• **What you need to do**
a – Write out the passage of the drug importation article starting at "Before he was" and ending at "A little background.".
b – Continue the article on Becerra and drug importation from its last sentence.

Yesterday, former California Attorney General Xavier Becerra was narrowly confirmed (50-49) by the U.S. Senate to become Secretary of the Department of Health and Human Services. Congratulations!
Before he was AG, he was Congressman Becerra. And as Kaiser Health News reminded us in January, Rep. Becerra (D-CA) voted for the “Canadian drug importation law” in 2003. As explained below, the bill voted for was far more ambitious than just Canada. Becerra’s pro importation vote may give credence to the idea that HHS Secretary Becerra will continue the work of his predecessor Alex Azar in favor of drug importation. A little background.
In her New York Times op-ed last week, editor-in-chief of Kaiser Health News Elizabeth Rosenthal stated that drug importation was one of the few things that the Trump administration got right on healthcare policy. In her own words, drug importation is a healthcare policy that “deserves to stick around.” She talked about Trump’s executive order on drug importation and former Secretary of the Department of Health and Human Services Alex Azar’s final rule allowing drug importation, in which he certified that drugs from Canada “pose[] no additional risk to the public’s health and safety.”
My fellow Democrats like to say that everything done during the Trump administration on drug prices was smoke and mirrors. I can’t stand Trump – and very publicly protested Alex Azar’s nomination, referring to him as “Big Pharma Personified” in the Guardian – but under his administration the door opened further to drug importation to lower drug prices. Not surprisingly, PhRMA sued HHS last year to stop it. The question is: will the Biden administration and HHS Secretary Becerra defend it?

Stored data entries

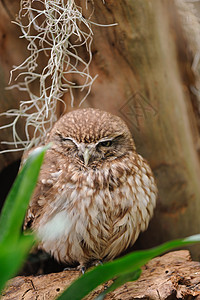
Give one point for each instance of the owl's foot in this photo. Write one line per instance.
(96, 263)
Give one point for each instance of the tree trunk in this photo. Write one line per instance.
(144, 67)
(172, 276)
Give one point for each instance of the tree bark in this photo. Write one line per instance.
(172, 276)
(144, 67)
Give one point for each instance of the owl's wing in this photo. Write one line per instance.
(44, 191)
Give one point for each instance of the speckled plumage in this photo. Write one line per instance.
(95, 193)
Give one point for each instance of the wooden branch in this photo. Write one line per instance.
(172, 276)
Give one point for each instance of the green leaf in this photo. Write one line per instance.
(15, 207)
(12, 257)
(121, 266)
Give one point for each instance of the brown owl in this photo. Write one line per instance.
(95, 193)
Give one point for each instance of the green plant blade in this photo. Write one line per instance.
(127, 264)
(14, 209)
(12, 257)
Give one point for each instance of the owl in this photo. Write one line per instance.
(95, 193)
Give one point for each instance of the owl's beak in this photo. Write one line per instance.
(86, 156)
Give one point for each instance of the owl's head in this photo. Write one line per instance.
(91, 136)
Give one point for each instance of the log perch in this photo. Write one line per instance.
(171, 276)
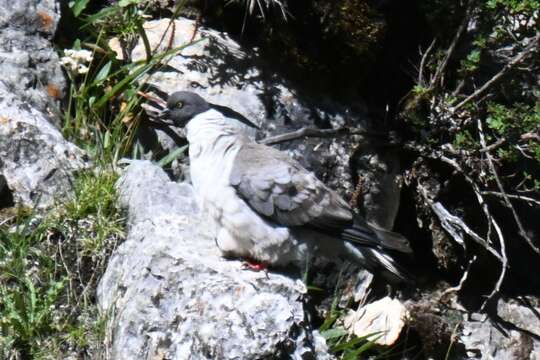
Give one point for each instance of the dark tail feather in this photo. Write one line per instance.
(378, 262)
(370, 235)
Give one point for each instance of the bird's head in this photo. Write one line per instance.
(182, 106)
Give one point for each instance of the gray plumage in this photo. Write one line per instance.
(268, 207)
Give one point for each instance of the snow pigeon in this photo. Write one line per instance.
(268, 208)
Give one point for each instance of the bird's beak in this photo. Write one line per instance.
(164, 114)
(163, 117)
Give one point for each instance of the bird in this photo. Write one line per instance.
(268, 208)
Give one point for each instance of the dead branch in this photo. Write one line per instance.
(313, 132)
(442, 66)
(423, 62)
(507, 201)
(452, 223)
(502, 242)
(461, 281)
(533, 46)
(493, 146)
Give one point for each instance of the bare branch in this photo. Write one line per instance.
(442, 66)
(509, 204)
(493, 146)
(533, 46)
(461, 281)
(452, 223)
(314, 132)
(423, 63)
(511, 196)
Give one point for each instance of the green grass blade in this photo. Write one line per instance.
(173, 155)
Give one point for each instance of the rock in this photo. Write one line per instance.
(224, 73)
(36, 162)
(514, 336)
(171, 294)
(381, 320)
(28, 61)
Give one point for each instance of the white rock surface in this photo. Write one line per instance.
(172, 296)
(514, 335)
(224, 73)
(36, 162)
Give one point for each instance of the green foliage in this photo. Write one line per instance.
(48, 265)
(104, 106)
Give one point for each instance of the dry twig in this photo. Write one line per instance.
(313, 132)
(507, 201)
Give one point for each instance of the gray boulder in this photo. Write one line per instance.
(36, 163)
(171, 295)
(514, 335)
(220, 70)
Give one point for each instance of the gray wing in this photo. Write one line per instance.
(280, 189)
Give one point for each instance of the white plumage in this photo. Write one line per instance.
(268, 208)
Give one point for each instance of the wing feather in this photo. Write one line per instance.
(279, 188)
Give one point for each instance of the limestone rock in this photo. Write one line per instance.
(36, 162)
(28, 61)
(224, 73)
(514, 336)
(171, 295)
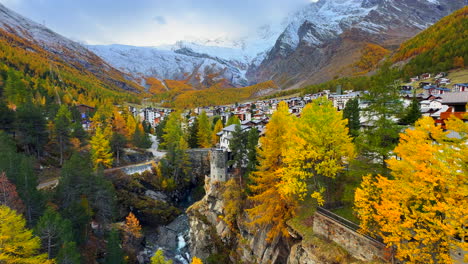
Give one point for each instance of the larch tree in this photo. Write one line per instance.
(204, 131)
(422, 209)
(320, 149)
(62, 122)
(271, 208)
(233, 120)
(132, 229)
(196, 260)
(101, 152)
(351, 112)
(159, 258)
(193, 135)
(17, 243)
(8, 195)
(217, 128)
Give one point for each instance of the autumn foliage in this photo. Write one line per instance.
(371, 54)
(9, 196)
(17, 243)
(422, 209)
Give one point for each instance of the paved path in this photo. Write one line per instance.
(50, 184)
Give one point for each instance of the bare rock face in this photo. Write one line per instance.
(208, 232)
(330, 34)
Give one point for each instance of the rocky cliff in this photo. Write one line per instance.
(214, 241)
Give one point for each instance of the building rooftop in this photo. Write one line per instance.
(455, 98)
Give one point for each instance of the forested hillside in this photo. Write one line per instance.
(441, 47)
(28, 71)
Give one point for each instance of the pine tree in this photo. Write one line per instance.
(54, 231)
(217, 128)
(237, 145)
(193, 135)
(384, 105)
(159, 258)
(68, 254)
(351, 112)
(62, 123)
(8, 195)
(204, 131)
(115, 254)
(270, 207)
(251, 148)
(17, 243)
(100, 148)
(118, 124)
(233, 120)
(31, 128)
(118, 142)
(141, 139)
(7, 118)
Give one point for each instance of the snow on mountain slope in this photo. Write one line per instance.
(69, 51)
(171, 63)
(321, 40)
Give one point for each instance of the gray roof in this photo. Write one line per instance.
(232, 128)
(455, 98)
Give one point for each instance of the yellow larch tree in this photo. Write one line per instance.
(272, 209)
(101, 153)
(321, 148)
(196, 260)
(17, 243)
(422, 209)
(218, 128)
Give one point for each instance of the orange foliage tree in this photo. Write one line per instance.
(422, 209)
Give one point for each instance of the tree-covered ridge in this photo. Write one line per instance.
(27, 70)
(441, 47)
(371, 55)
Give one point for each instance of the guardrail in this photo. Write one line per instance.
(348, 224)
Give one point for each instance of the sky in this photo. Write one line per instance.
(153, 22)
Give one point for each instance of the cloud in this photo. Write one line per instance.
(160, 20)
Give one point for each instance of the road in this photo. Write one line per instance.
(52, 183)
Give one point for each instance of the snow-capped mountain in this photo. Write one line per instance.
(326, 36)
(73, 53)
(177, 62)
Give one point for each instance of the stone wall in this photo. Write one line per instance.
(358, 245)
(218, 165)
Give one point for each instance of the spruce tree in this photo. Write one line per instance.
(115, 254)
(351, 112)
(204, 131)
(193, 135)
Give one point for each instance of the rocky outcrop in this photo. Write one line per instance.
(327, 37)
(325, 241)
(210, 235)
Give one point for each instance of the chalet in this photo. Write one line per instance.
(85, 110)
(441, 75)
(226, 136)
(457, 101)
(435, 90)
(425, 76)
(460, 87)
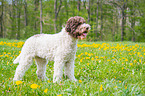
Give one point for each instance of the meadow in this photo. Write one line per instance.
(102, 69)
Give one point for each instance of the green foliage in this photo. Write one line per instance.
(109, 11)
(112, 68)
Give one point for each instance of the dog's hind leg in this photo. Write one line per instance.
(58, 70)
(24, 63)
(41, 68)
(69, 70)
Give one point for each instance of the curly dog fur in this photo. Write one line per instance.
(60, 47)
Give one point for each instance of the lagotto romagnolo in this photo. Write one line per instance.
(60, 47)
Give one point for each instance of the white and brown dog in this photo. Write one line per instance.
(60, 47)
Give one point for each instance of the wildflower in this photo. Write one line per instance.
(96, 56)
(125, 87)
(101, 88)
(140, 60)
(1, 55)
(48, 81)
(89, 54)
(131, 64)
(115, 87)
(6, 55)
(87, 57)
(59, 95)
(18, 82)
(108, 60)
(88, 64)
(92, 59)
(126, 59)
(34, 86)
(81, 60)
(79, 55)
(46, 90)
(80, 81)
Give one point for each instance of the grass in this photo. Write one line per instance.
(102, 69)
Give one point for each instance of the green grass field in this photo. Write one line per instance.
(102, 69)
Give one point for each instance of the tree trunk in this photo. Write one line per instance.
(13, 20)
(101, 22)
(56, 13)
(97, 17)
(36, 2)
(123, 21)
(79, 4)
(1, 20)
(25, 14)
(41, 26)
(88, 10)
(18, 14)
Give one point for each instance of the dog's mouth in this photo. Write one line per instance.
(83, 35)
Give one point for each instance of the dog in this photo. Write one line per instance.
(60, 48)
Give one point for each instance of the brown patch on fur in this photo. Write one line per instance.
(73, 24)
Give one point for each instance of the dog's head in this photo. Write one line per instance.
(77, 27)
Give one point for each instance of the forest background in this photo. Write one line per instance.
(110, 20)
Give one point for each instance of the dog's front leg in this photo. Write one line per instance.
(69, 70)
(58, 70)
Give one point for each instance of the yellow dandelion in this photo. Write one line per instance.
(108, 60)
(114, 61)
(140, 60)
(48, 81)
(6, 55)
(125, 87)
(59, 95)
(81, 60)
(80, 81)
(115, 87)
(45, 91)
(18, 82)
(101, 88)
(88, 64)
(92, 58)
(1, 55)
(126, 59)
(86, 53)
(96, 56)
(4, 52)
(131, 64)
(34, 86)
(87, 57)
(89, 54)
(9, 53)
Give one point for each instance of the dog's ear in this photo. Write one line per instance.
(73, 23)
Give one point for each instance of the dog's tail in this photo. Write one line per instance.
(17, 60)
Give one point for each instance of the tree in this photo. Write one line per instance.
(57, 9)
(1, 19)
(41, 26)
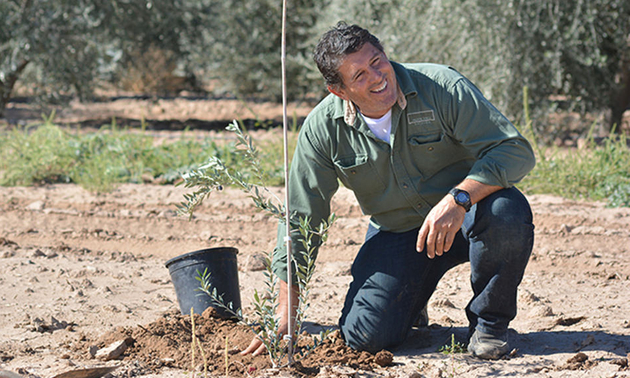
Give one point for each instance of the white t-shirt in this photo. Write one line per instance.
(381, 127)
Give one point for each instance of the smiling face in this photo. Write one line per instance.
(369, 81)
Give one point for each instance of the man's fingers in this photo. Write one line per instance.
(448, 242)
(431, 243)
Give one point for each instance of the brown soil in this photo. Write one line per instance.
(79, 271)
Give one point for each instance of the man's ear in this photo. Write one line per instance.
(338, 91)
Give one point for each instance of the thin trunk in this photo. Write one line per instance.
(6, 86)
(621, 100)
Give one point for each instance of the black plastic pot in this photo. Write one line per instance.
(221, 264)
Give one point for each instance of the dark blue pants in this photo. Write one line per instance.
(392, 282)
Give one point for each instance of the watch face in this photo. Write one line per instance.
(462, 197)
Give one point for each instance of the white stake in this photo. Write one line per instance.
(286, 179)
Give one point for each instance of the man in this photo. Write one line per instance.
(433, 163)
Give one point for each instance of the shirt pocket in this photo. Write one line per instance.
(433, 151)
(359, 174)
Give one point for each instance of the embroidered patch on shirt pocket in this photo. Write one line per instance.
(359, 174)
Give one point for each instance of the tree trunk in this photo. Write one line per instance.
(621, 102)
(6, 86)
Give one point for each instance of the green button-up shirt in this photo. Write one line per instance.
(443, 131)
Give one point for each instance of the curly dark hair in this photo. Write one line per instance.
(335, 45)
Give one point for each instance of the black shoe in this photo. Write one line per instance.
(488, 347)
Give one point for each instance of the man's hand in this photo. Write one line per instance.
(440, 227)
(256, 346)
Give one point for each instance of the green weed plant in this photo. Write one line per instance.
(213, 176)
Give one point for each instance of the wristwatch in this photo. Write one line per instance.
(462, 198)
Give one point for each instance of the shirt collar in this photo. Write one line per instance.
(350, 110)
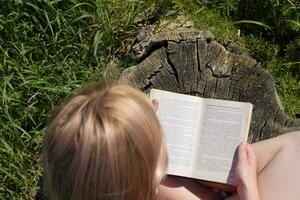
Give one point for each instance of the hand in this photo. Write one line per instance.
(155, 104)
(246, 173)
(179, 188)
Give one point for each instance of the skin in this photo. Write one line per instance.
(178, 188)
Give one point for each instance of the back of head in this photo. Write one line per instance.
(104, 143)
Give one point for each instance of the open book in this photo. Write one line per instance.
(202, 135)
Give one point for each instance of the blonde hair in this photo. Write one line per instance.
(104, 143)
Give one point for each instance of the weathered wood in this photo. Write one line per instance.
(190, 62)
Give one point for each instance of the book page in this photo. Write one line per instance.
(179, 117)
(224, 125)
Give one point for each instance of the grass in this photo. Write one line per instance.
(50, 48)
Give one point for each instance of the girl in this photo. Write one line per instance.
(106, 143)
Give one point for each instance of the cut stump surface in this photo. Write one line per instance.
(189, 61)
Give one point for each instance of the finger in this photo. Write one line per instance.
(242, 154)
(155, 104)
(251, 156)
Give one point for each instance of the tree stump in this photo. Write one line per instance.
(188, 61)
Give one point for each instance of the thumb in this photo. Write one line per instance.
(242, 154)
(251, 156)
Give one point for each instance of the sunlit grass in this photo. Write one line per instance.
(50, 48)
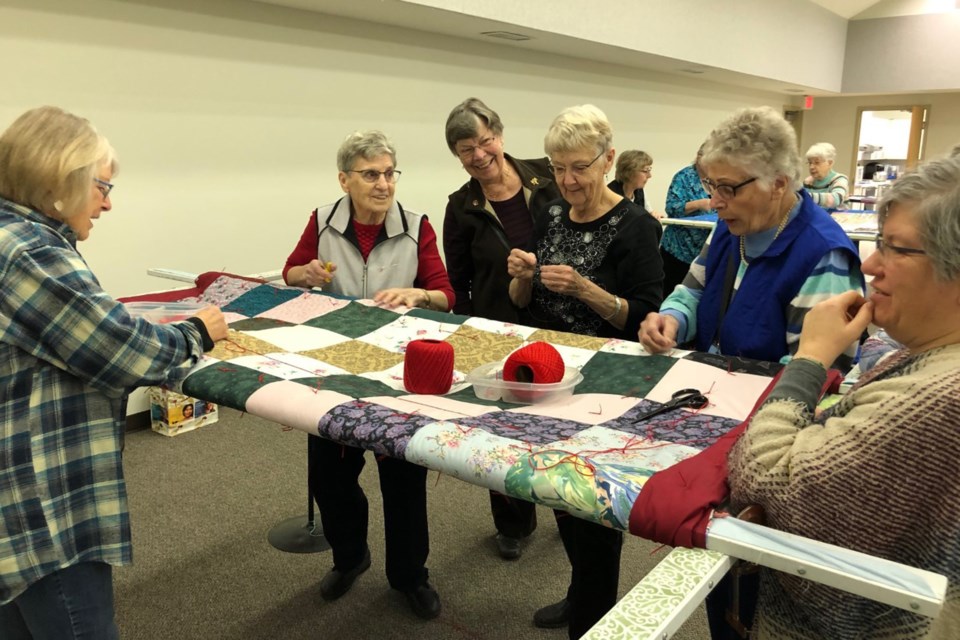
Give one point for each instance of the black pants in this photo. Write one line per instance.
(594, 554)
(674, 271)
(513, 517)
(334, 473)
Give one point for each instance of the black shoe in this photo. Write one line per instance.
(553, 616)
(336, 582)
(423, 601)
(508, 547)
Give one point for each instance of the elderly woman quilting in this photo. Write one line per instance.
(492, 213)
(772, 256)
(879, 472)
(595, 269)
(826, 187)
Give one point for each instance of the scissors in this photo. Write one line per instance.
(685, 398)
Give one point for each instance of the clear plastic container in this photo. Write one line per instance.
(164, 312)
(488, 384)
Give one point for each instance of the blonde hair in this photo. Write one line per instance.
(578, 128)
(49, 159)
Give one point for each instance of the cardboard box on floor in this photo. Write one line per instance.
(172, 413)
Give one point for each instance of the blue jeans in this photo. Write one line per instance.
(70, 604)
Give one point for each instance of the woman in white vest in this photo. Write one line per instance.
(366, 245)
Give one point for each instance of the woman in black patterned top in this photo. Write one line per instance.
(596, 270)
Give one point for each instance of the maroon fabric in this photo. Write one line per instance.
(675, 504)
(201, 283)
(366, 236)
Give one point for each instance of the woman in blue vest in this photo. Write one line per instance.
(772, 256)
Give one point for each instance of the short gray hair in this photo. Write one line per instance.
(630, 162)
(932, 193)
(579, 127)
(822, 150)
(49, 159)
(364, 144)
(761, 142)
(465, 120)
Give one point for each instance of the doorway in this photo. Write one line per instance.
(890, 141)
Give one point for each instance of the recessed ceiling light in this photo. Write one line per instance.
(506, 35)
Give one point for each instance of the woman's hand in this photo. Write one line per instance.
(833, 325)
(562, 279)
(658, 332)
(407, 297)
(521, 264)
(313, 274)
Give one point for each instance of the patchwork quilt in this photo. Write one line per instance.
(333, 367)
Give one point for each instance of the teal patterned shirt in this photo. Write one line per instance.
(684, 243)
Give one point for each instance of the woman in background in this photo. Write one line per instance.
(680, 246)
(634, 168)
(826, 187)
(69, 355)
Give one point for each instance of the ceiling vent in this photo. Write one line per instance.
(506, 35)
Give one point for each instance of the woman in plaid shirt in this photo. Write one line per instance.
(69, 355)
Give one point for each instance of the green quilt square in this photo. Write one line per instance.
(226, 384)
(354, 320)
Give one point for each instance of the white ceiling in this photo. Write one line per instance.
(411, 15)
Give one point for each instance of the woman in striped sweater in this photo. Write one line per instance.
(772, 256)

• **Answers for the exercise**
a –
Before he was AG, he was Congressman Becerra. And as Kaiser Health News reminded us in January, Rep. Becerra (D-CA) voted for the “Canadian drug importation law” in 2003. As explained below, the bill voted for was far more ambitious than just Canada. Becerra’s pro importation vote may give credence to the idea that HHS Secretary Becerra will continue the work of his predecessor Alex Azar in favor of drug importation. A little background.

b –
And that gets us back to former Congressman Becerra’s vote in 2003. He voted for the Pharmaceutical Market Access Act of 2003, H.R. 2427, which made importation legal from Australia, Canada, Israel, Japan, New Zealand, Switzerland, South Africa, the European Union, and the European Economic Area: not just Canada. Obviously, it never made it past the senate. It’s noteworthy that it was a bipartisan vote. 243 yeas (155 Democrats and 87 Republicans) to 186 nays (45 Democrats to 141 Republicans). That’s bipartisan by today’s standards. An interesting paper from Duke University published in 2005 about why H.R. 2427 passed attributes it to partisanship!
Today, importation has strong bipartisan legs due to Trump’s support and that’s where the voters are on drug prices right now. While Mr. Becerra did vote for H.R. 2427, he did not co-sponsor it, which would have been more promising. Still, his 2003 yes vote, the fact that President Biden included support for drug importation in his campaign policy platform, and its bipartisan power, are factors indicating that drug importation stands a real chance.